- **THINGS TO DO**:
1) According to the passage on GPT-5, why did The Wall Street Journal report in December 2024 that GPT-5 was delayed? Answer in one to three sentences.
2) In the passage on GPT-5, what accuracy did GPT-5 reach on SWE-bench?

**** READING PASSAGE ****

How it works: OpenAI revealed few details about GPT-5’s architecture and training except “safe completions” fine-tuning to balance safety and helpfulness, which is documented in a paper.

  • The router selects between non-reasoning and reasoning models based on input “type,” “complexity,” tool requirements, and explicit user intent (such as a prompt to “think hard”). The router learns from user behavior. When ChatGPT users reach usage limits, the router directs queries to mini versions of each model.
  • The team trained the models on web content, licensed data, and human and generated input. They fine-tuned them to reason via reinforcement learning.  
  • In addition, they fine-tuned the models to prefer helpful but “safe” answers over refusals to answer, an approach the team calls safe completions. Given a potentially problematic input, a model aims to respond usefully while staying within safety guidelines, explains when it must refuse, and suggests related outputs that don’t touch on topics it has been trained to avoid.

Results: GPT-5 topped some benchmarks according to OpenAI's evaluations. However, it fell short of competing models on some measures of abstract reasoning in independent tests.

  • On SWE-bench (software engineering tasks), GPT-5 (74.9 percent accuracy) outperformed Claude Opus 4.1 (74.5 percent accuracy).
  • On AIME 2025 (competition math problems), GPT-5 set to high reasoning without tools (94.6 percent accuracy) surpassed o3 set to high reasoning (88.9 percent).
  • On the EQ-Bench Creative Writing v3 benchmark (leaderboard here), GPT-5 with an unspecified reasoning level (90.30) outperformed o3 (87.65), Gemini-2.5-pro (86.00), and Claude Opus 4 (83.75).
  • On Artificial Analysis’s Intelligence Index, a weighted average of 10 benchmarks, GPT-5 set to either high or medium reasoning exceeded all other models tested, followed by xAI Grok 4 and OpenAI o3. However, it fared worse on benchmarks of abstract reasoning without tool use. For instance, on ARC-AGI-1 and ARC-AGI-2 (visual puzzles), GPT-5 with high reasoning (65.7 percent and 9.9 percent respectively) underperformed Grok 4 Thinking (66.7 percent and 16 percent respectively).

Behind the news: Launched in March 2023, GPT-4 raised the bar for vision-language performance, and anticipation of the next version grew steadily over the two years since. In December 2024, The Wall Street Journal reported GPT-5 was delayed as the scale of the project stretched OpenAI’s computational limits. In a mid-February 2025 post on the X social network, OpenAI CEO Sam Altman offered GPT-4.5 as a stopgap and outlined the improvements expected with GPT-5. But in April, he said GPT-5 would be delayed further and launched o3 and o4-mini, whose performance once again topped leaderboards. GPT-5’s August 7 debut brought an end to the long wait, but misleading graphs of its performance, rate limits, and the malfunctioning switcher marred the event, while the unexpected deprecation of earlier models in ChatGPT hamstrung many users.

Why it matters: OpenAI models have consistently topped language benchmarks. With GPT-5, the company has launched a system architecture that integrates its best models and takes advantage of the strengths of each: rapid output, slower output with adjustable computation devoted to reasoning, and graceful degradation to smaller versions.

We’re thinking: Novices may find that the GPT-5 router’s ability to choose a model for any given input simplifies things, but it remains to be seen whether expert users, who may be better at selecting the appropriate model for their tasks, will be happy to give up this control.

**** DATASET RECORDS ****

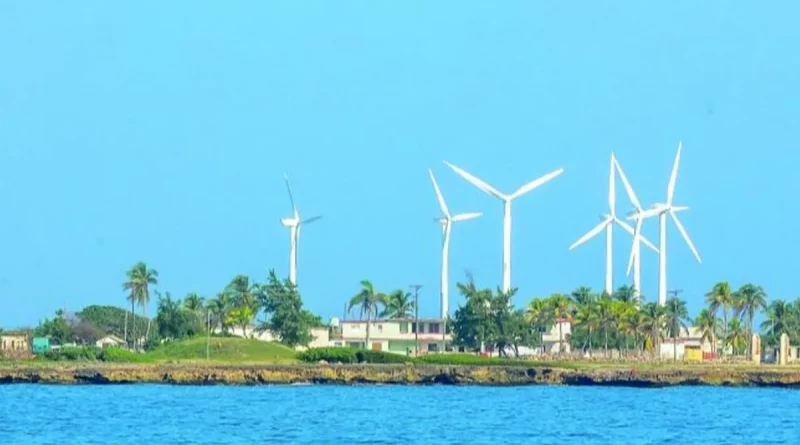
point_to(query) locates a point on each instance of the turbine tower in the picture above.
(635, 258)
(608, 222)
(486, 188)
(446, 220)
(662, 210)
(294, 224)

****

- **ANSWER LIST**:
1) The Wall Street Journal reported that GPT-5 was delayed because the scale of the project stretched OpenAI's computational limits.

2) 74.9 percent.